L’uomo ha una paura intrinseca del buio. L’oscurità intesa come ignoto, smarrimento, perdita, ignoranza, ci spaventa. Abbiamo paura di ciò che non conosciamo, di ciò che non capiamo. Questo sentimento spesso ci spinge a reagire in modi sbagliati, ad arrabbiarci, a limitarci, a rifiutare, a negare. Come combattere, quindi, questa situazione? Forse l’unica forza motrice che può trascinare l’uomo fuori dal vortice dell’ignoranza è la curiosità. L’essere umano è infatti anche un po’ masochista, e quindi è attratto, paradossalmente, anche da ciò che lo spaventa. L’essere curiosi è la condizione necessaria per elevarsi alla scoperta di ciò che ci circonda. La curiosità ci aiuta a capire, a domandarci, a metterci in discussione, a non banalizzare, a paragonare, a riflettere.

Ci sono varie categorie di curiosi, ma una è sicuramente quella dei viaggiatori. Il viaggio è anch’esso presente nella natura umana per definizione. La specie umana è partita dall’altopiano etiope alla scoperta del globo e non si è mai fermata. Nel susseguirsi dei secoli le persone hanno viaggiato sia per curiosità, alla scoperta di nuovi confini o alla conquista di nuovi mondi, oppure hanno migrato per necessità in cerca di un posto migliore dove rifugiarsi e vivere. Entrambe le forme di viaggio sono tutt’ora presenti e ci accompagneranno, inevitabilmente, fino alla nostra estinzione.

Si potrebbe dividere il viaggio in tre fasi: la partenza, la scoperta e il ritorno. Il ritorno può talvolta essere inglobato nella scoperta stessa, qualora uno parta per non ritornare. In questo caso il ritorno è soltanto mentale e avviene quando ci si accorge di esserci stabilizzati e che non si è più in viaggio. Ritorno, dunque, come rivelazione, conclusione temporanea del cammino intrapreso. Perché, come ogni viaggiatore ben sa, un cammino senza fine è privo di ogni significato. Tutte le fasi sono a loro modo molto interessanti.

**Attività da svolgere**
Secondo il testo sulla curiosità e il viaggio, in quali tre fasi si potrebbe dividere il viaggio?

**Dati forniti**
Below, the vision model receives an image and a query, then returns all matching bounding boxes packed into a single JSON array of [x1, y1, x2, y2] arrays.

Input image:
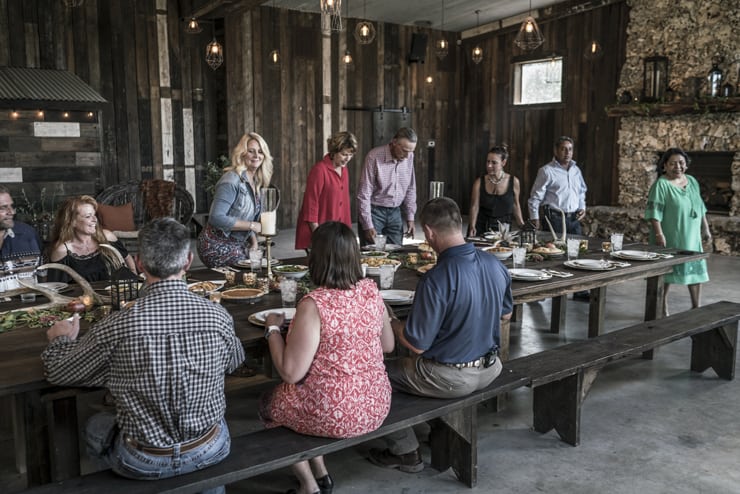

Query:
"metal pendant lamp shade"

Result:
[[206, 36, 224, 70], [355, 0, 375, 45], [514, 16, 545, 51]]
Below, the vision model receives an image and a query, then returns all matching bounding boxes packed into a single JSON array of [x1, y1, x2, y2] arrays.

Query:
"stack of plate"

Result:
[[563, 259, 617, 271], [509, 268, 552, 281], [612, 250, 660, 261], [380, 290, 414, 305]]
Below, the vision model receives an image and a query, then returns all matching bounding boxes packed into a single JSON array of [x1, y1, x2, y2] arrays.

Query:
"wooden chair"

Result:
[[95, 181, 195, 251]]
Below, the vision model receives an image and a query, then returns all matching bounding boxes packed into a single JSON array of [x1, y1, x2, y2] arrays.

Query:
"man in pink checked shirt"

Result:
[[357, 127, 418, 245]]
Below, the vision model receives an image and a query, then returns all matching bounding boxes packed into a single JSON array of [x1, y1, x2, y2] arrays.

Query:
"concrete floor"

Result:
[[0, 225, 740, 494]]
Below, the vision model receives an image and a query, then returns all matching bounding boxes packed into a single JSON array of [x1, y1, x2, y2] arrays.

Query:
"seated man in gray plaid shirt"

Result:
[[42, 218, 244, 492]]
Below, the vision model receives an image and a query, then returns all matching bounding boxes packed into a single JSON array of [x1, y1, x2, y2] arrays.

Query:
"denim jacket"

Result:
[[208, 171, 261, 241]]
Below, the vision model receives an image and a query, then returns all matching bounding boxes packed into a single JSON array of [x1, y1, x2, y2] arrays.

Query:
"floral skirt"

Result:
[[198, 224, 249, 268]]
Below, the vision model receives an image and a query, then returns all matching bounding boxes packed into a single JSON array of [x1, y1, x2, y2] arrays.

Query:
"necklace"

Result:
[[486, 173, 506, 185]]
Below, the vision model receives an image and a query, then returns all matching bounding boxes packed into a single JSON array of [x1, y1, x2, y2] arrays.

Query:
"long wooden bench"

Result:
[[507, 302, 740, 446], [20, 302, 740, 494]]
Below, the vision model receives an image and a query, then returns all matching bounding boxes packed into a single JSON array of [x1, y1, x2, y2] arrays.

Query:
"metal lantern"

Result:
[[110, 266, 139, 309], [642, 56, 668, 102]]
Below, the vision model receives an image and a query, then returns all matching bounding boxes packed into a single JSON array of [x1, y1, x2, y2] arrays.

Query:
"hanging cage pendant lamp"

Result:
[[355, 0, 375, 45], [434, 0, 450, 60], [470, 10, 483, 65], [514, 0, 545, 51]]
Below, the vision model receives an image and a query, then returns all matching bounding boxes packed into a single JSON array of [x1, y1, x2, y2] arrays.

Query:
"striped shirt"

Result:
[[41, 280, 244, 448], [357, 144, 416, 230]]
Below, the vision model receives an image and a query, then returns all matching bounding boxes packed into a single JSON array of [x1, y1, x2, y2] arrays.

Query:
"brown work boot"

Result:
[[368, 448, 424, 473]]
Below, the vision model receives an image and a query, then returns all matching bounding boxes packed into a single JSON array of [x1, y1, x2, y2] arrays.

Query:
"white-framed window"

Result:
[[513, 55, 563, 105]]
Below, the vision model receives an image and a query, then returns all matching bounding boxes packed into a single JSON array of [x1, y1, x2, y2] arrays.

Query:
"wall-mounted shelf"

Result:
[[606, 97, 740, 117]]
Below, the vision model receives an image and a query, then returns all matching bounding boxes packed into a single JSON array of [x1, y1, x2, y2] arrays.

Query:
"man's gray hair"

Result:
[[139, 218, 190, 278], [393, 127, 419, 142]]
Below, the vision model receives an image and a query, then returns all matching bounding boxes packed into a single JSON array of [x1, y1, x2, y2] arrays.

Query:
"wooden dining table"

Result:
[[0, 240, 708, 485]]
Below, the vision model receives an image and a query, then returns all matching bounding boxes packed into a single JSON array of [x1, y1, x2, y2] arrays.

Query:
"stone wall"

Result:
[[596, 0, 740, 255]]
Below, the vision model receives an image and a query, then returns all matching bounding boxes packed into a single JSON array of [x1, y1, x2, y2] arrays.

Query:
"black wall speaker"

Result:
[[409, 33, 427, 63]]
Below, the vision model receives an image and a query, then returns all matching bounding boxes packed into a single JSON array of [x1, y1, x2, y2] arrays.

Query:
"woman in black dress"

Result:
[[468, 146, 524, 237]]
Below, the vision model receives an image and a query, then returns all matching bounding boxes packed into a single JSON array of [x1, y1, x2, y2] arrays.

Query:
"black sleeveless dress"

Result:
[[475, 175, 514, 235]]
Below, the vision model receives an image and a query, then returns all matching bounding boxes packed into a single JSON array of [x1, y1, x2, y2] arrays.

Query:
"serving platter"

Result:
[[563, 259, 617, 271], [380, 290, 415, 305], [188, 280, 226, 295], [611, 250, 660, 261], [247, 307, 296, 326], [509, 268, 552, 281], [221, 288, 265, 302]]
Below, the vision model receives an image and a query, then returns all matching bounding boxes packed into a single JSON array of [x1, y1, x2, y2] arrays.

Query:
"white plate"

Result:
[[563, 259, 617, 271], [38, 281, 69, 293], [362, 244, 403, 252], [509, 268, 552, 281], [380, 290, 414, 305], [236, 257, 280, 268], [188, 280, 226, 295], [249, 307, 295, 326], [612, 250, 660, 261]]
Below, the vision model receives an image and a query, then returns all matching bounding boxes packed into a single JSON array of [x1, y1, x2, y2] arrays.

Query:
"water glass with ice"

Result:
[[511, 247, 527, 268], [379, 264, 396, 290], [611, 233, 624, 252], [280, 278, 298, 307], [568, 238, 581, 261]]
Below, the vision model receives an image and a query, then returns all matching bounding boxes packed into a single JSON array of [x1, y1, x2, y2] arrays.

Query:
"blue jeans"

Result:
[[85, 412, 231, 494], [370, 206, 403, 245]]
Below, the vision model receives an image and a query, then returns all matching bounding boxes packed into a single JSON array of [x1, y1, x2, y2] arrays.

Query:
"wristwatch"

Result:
[[265, 324, 280, 340]]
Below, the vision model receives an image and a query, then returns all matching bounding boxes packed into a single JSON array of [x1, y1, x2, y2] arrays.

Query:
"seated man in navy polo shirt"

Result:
[[370, 197, 513, 473], [0, 185, 41, 292]]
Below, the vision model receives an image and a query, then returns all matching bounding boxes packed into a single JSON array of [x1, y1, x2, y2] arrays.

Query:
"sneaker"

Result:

**Risposta completa**
La partenza, la scoperta e il ritorno.